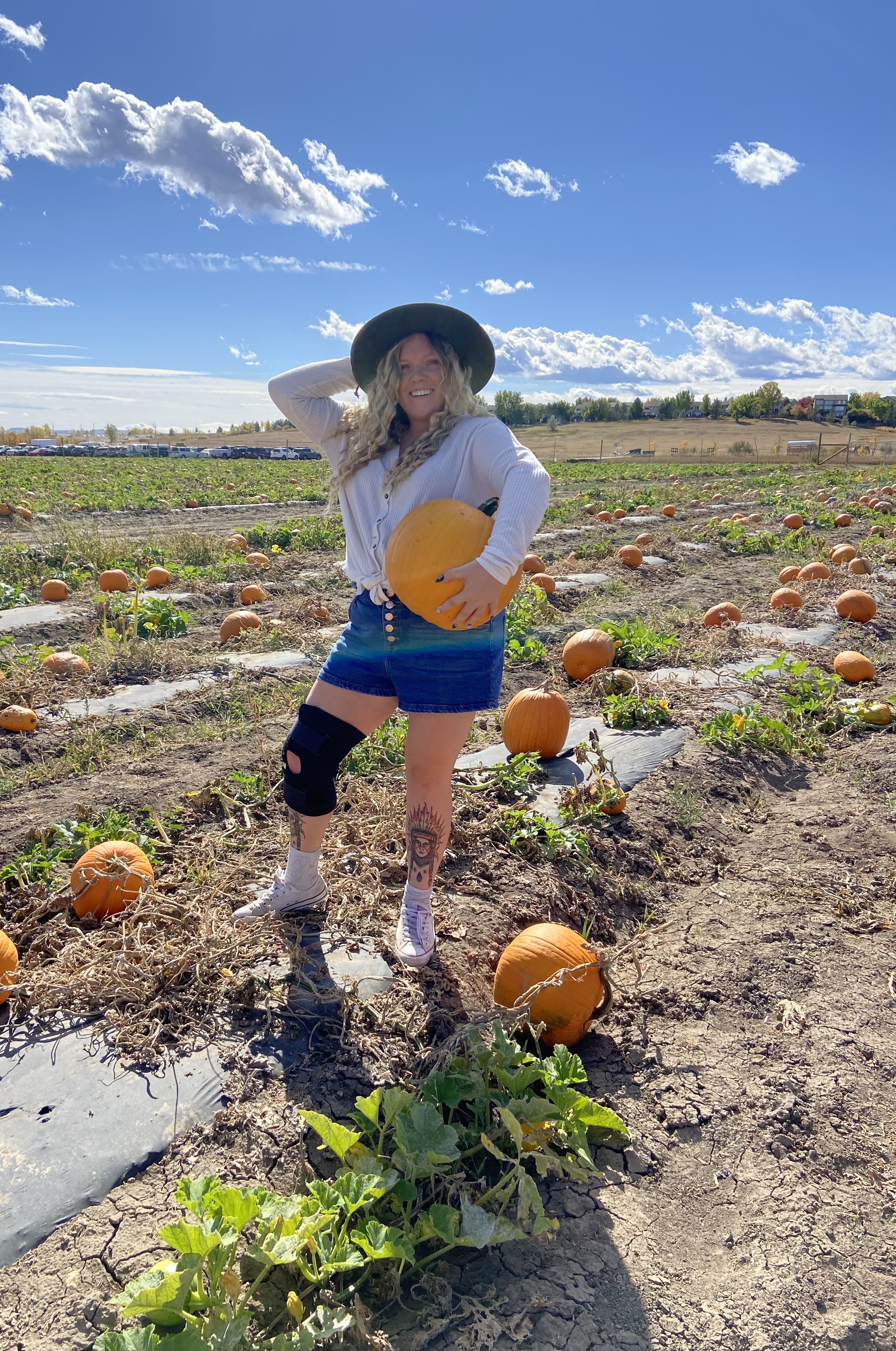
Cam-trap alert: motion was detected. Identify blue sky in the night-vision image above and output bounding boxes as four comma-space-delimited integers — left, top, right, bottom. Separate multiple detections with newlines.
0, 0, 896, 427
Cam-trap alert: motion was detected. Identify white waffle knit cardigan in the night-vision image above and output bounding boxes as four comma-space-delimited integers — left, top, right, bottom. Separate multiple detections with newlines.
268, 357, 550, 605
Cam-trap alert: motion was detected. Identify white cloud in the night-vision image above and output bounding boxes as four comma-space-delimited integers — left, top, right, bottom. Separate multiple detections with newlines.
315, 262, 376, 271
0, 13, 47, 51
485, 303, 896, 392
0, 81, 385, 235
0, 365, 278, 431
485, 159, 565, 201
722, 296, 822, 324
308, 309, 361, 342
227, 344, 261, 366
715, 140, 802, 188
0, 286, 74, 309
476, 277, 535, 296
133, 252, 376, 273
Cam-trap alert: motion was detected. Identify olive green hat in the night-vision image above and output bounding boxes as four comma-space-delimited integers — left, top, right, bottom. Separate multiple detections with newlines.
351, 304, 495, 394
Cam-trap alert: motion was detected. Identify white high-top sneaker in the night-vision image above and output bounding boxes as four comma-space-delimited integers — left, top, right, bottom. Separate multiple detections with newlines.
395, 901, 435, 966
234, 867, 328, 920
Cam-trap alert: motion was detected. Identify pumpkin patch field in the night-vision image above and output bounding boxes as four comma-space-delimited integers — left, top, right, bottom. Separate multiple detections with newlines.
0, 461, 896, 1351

::::::::::

EXERCISE -
Reproduce the lines above word for word, beginning with the first one and stopping after the line that contains "351, 304, 495, 394". Leave out the pictures.

COMPLETE ANSWER -
Cam-trap alert: motion was detected. Identify blue sky in the night-vision image above and output bounding boxes as four comma-space-delimited integers — left, top, right, bottom. Separate multiple detections with newlines.
0, 0, 896, 427
Cam-trap alert: motion was detected. Identify white waffle knit cardigan in the night-vision image above and output bounding boxes as four comma-space-delimited integers — left, top, right, bottom. Separate multiple detections with newlines.
268, 357, 550, 605
Cam-trap alert: motion was detected. Identify white cloud in the night-vision image above and output bounding boxes as four comma-space-delimited integers — left, top, right, bottom. Separate multiple detections with newlines.
315, 262, 376, 271
0, 13, 47, 51
485, 303, 896, 392
0, 81, 385, 235
0, 365, 278, 431
485, 159, 565, 201
722, 296, 822, 324
308, 309, 361, 342
227, 344, 261, 366
715, 140, 802, 188
0, 286, 74, 309
476, 277, 535, 296
133, 252, 376, 273
Cam-trap alert: motion was detected. Identify olive green hat in the night-vision image above and output bounding boxes as four comma-space-delimited integers — left, top, right, bottom. Separate multiple detections with newlines.
351, 304, 495, 394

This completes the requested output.